• [Passage provided]:
-- begin --

Reputation: 23
gawk 'BEGIN { FS="|"; OFS="|" }NR ==1 {print} NR >=2 {cmd1="echo -n "$2" | base64 -w 0";cmd1 | getline d1;close(cmd1); print $1,d1 }' dummy2.txt
input:
id|dummy
1|subhashree:1;user=phn
2|subha:2;user=phn
Expected output:
id|dummy
1|c3ViaGFzaHJlZToxO3VzZXI9cGhuCg==
2|c3ViaGE6Mjt1c2VyPXBobgo=
output produced by script:
id|dummy
1|subhashree:1
2|subha:2
I have understood that the double quote around $2 is causing the issue. It does not work hence not encoding the string properly and just stripping off the string after semi colon.Because it does work inside semicolon and gives proper output in terminal.
echo "subhashree:1;user=phn" | base64
c3ViaGFzaHJlZToxO3VzZXI9cGhuCg==
[root@DERATVIV04 encode]# echo "subha:2;user=phn" | base64
c3ViaGE6Mjt1c2VyPXBobgo=
I have tried with different variation with single and double quote inside awk but it does not work.Any help will be highly appreciated.
Thanks a lot in advance.
Upvotes: 1
Views: 571
Reputation: 204498
You already got answers explaining how to use awk for this but you should also consider not using awk for this. The tool to sequence calls to other commands (e.g. bas64
) is a shell, not awk. What you're trying to do in terms of calls is:
shell { awk { loop_on_input { shell { base64 } } } }
whereas if you call base64
directly from shell it'd just be:
shell { loop_on_input { base64 } }
Note that the awk command is spawning a new subshell once per line of input while the direct call from shell isn't.
For example:
#!/usr/bin/env bash
file='dummy2.txt'
head -n 1 "$file"
while IFS='|' read -r id dummy; do
printf '%s|%s\n' "$id" "$(base64 -w 0 <<<"$dummy")"
done < <(tail -n +2 "$file")
Here's the difference in execution speed for an input file that has each of your data lines duplicated 100 times created by awk -v n=100 'NR==1{print; next} {for (i=1;i<=n;i++) print}' dummy2.txt > file100
$ ./tst.sh file100
Awk:
real 0m23.247s
user 0m3.755s
sys 0m10.966s
Shell:
real 0m14.512s
user 0m1.530s
sys 0m4.776s
The above timing was produced by running this command (both awk scripts posted in answers will have about the same timeing so I just picked one at random):
#!/usr/bin/env bash
doawk() {
local file="$1"

-- end --

• [Set tasks]:
1. In the awk and base64 thread above, rewrite the paragraph beginning "You already got answers explaining" as a shorter version that keeps its main points.
2. According to the awk and base64 thread above, what real time did the shell version take in the timing comparison?

• [Supplied material]:
-- begin --

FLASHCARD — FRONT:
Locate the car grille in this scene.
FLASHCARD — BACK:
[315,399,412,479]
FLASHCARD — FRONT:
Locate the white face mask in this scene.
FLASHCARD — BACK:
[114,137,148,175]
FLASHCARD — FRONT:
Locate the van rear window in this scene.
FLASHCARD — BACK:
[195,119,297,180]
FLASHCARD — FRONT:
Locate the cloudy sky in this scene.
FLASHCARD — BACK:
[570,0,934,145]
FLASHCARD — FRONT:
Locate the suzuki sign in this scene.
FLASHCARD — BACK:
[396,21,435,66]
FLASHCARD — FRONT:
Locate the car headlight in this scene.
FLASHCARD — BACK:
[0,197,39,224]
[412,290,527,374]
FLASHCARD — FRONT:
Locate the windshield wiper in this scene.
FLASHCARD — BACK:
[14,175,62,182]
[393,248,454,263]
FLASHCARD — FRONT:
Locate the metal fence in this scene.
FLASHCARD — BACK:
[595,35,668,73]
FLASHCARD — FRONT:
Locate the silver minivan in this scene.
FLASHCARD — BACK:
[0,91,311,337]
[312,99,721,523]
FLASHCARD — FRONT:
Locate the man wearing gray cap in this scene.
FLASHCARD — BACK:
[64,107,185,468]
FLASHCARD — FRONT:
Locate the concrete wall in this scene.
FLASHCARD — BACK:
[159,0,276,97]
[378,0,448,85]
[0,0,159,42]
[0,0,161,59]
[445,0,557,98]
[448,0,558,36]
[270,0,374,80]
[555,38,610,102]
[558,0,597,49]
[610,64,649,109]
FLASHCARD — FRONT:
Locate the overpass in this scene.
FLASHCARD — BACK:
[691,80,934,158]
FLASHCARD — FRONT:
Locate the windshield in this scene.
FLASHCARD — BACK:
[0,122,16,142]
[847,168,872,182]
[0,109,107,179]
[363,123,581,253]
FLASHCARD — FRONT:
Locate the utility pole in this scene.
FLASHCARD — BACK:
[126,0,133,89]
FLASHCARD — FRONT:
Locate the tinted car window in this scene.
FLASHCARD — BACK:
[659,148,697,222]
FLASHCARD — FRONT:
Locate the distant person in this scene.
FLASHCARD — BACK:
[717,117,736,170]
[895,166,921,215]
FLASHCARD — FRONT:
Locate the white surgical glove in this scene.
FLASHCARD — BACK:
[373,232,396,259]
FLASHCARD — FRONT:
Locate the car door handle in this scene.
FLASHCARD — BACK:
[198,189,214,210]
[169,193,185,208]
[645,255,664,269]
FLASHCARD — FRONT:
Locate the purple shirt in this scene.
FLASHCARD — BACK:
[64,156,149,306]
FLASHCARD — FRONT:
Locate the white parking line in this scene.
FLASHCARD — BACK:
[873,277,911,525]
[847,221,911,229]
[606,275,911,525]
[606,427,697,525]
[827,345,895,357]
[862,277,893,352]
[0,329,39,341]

-- end --

• [Expected responses]:
1. Other answers already show how to do this with awk, but awk may not be the right tool. A shell, not awk, is the tool for running a sequence of calls to other commands.

2. 0m14.512s